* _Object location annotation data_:
━━━━━━━━━━

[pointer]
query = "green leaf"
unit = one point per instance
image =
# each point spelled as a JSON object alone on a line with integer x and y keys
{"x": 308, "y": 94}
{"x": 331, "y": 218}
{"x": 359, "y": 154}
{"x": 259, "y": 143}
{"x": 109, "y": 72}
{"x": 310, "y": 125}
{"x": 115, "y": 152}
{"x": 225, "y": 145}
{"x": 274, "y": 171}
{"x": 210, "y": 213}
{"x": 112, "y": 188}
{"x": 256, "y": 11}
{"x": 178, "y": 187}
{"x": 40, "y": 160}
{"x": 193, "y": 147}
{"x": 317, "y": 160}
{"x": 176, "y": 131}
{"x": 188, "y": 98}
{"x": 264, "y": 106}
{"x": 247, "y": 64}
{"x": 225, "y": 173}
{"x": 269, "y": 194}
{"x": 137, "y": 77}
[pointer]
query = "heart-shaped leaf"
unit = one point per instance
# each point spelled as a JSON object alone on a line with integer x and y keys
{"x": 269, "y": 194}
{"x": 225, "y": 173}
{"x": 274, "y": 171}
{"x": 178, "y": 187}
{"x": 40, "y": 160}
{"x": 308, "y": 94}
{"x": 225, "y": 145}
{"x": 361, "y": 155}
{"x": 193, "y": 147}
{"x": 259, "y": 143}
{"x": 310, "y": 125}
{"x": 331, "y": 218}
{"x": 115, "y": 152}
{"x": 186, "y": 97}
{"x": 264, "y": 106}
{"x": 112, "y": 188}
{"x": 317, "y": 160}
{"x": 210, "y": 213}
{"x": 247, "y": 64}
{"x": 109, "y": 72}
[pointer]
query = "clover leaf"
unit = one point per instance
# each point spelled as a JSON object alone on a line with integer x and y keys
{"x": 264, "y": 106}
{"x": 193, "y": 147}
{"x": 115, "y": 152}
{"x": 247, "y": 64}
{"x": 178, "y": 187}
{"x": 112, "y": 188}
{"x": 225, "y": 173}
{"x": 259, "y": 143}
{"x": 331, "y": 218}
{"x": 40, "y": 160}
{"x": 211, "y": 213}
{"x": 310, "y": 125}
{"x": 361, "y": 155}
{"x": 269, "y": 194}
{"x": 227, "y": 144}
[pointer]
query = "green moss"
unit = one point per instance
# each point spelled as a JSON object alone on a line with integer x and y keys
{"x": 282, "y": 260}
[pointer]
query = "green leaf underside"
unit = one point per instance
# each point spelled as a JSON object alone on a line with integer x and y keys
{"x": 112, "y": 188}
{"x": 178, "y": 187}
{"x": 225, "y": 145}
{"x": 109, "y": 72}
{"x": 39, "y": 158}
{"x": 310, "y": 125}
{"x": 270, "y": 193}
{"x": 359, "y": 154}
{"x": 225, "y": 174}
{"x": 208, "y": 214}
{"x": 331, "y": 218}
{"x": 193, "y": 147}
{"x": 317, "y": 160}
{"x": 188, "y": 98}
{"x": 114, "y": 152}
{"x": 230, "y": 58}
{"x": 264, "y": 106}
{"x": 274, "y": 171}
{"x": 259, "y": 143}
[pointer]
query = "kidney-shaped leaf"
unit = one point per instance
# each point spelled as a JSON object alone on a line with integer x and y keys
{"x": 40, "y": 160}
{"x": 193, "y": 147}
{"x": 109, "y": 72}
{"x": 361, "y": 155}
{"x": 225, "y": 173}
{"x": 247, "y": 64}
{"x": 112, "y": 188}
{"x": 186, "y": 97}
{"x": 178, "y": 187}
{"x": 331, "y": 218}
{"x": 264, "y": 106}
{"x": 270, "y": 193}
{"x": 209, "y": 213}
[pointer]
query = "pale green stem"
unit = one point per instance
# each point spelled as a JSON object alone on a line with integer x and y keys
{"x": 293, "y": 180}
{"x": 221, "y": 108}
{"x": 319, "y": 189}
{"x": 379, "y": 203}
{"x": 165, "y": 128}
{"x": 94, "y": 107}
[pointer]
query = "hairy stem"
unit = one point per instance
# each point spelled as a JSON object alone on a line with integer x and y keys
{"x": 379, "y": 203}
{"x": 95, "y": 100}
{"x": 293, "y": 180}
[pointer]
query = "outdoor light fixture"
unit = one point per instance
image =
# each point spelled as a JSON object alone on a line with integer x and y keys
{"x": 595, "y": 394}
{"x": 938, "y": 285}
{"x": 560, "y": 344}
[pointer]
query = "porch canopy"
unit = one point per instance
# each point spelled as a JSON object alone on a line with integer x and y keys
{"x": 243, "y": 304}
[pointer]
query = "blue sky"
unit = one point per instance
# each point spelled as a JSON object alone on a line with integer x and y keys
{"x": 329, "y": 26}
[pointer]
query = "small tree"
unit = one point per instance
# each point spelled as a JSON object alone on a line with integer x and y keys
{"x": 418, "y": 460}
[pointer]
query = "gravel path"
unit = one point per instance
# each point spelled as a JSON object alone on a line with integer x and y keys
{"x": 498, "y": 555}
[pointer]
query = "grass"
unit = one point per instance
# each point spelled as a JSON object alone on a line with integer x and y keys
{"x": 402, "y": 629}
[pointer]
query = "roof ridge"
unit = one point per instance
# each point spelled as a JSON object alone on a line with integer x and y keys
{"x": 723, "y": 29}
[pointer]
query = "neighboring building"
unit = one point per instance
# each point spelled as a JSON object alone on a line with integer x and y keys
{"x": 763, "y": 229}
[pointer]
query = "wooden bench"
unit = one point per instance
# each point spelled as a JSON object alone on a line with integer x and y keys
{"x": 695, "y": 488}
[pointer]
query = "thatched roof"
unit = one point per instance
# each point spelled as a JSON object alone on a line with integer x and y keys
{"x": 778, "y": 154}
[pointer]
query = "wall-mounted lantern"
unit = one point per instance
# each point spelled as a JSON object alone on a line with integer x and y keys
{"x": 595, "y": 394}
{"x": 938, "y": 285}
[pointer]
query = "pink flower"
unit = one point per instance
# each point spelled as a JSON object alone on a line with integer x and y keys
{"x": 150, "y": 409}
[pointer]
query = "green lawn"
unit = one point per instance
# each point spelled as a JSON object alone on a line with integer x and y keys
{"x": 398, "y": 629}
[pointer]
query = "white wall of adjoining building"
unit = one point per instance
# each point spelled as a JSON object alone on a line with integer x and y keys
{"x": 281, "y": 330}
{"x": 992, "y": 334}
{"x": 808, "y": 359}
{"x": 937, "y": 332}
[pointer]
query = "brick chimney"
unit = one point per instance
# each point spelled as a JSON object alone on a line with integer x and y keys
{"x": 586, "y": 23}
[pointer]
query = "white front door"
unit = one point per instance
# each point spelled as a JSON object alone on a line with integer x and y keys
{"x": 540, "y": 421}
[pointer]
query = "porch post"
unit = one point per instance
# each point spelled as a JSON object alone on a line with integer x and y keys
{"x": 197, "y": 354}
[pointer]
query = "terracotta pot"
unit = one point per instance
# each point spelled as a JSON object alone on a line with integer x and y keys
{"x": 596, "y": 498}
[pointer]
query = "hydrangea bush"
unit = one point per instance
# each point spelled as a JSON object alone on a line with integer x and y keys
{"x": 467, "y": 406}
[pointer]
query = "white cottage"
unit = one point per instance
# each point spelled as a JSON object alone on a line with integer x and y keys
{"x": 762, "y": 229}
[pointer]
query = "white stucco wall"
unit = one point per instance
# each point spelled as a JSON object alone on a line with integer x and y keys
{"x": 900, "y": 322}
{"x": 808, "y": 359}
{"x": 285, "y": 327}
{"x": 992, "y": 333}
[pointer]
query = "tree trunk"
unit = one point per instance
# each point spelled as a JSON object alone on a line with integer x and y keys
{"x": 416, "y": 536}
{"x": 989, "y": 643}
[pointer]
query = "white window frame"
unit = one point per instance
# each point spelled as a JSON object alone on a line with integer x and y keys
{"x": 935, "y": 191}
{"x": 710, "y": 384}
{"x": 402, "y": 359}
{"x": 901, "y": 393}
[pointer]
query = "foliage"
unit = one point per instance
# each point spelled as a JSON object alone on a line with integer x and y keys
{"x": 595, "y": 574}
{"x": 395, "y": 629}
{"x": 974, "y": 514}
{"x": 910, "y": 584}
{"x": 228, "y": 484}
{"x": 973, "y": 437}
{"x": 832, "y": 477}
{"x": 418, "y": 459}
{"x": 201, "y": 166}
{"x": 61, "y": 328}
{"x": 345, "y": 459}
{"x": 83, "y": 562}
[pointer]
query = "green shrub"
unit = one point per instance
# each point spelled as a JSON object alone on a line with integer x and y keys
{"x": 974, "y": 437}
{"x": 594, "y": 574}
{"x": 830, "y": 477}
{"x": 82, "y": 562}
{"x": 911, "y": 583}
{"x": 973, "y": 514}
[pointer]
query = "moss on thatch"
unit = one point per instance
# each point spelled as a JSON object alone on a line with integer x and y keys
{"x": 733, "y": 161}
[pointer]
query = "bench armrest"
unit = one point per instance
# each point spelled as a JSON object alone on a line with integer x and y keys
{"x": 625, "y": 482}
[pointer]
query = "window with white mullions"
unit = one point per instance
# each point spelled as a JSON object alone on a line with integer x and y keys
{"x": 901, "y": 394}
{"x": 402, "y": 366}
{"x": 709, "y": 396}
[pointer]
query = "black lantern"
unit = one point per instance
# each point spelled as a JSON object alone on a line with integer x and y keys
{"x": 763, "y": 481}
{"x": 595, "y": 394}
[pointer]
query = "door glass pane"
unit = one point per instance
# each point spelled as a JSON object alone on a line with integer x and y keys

━━━━━━━━━━

* _Directions for this task_: Report every line of the data above that contains the string "shaped", treating uppercase and lowercase as different.

* _Written reply_:
query = "heart-shaped leaf"
query = "kidney-shaped leaf"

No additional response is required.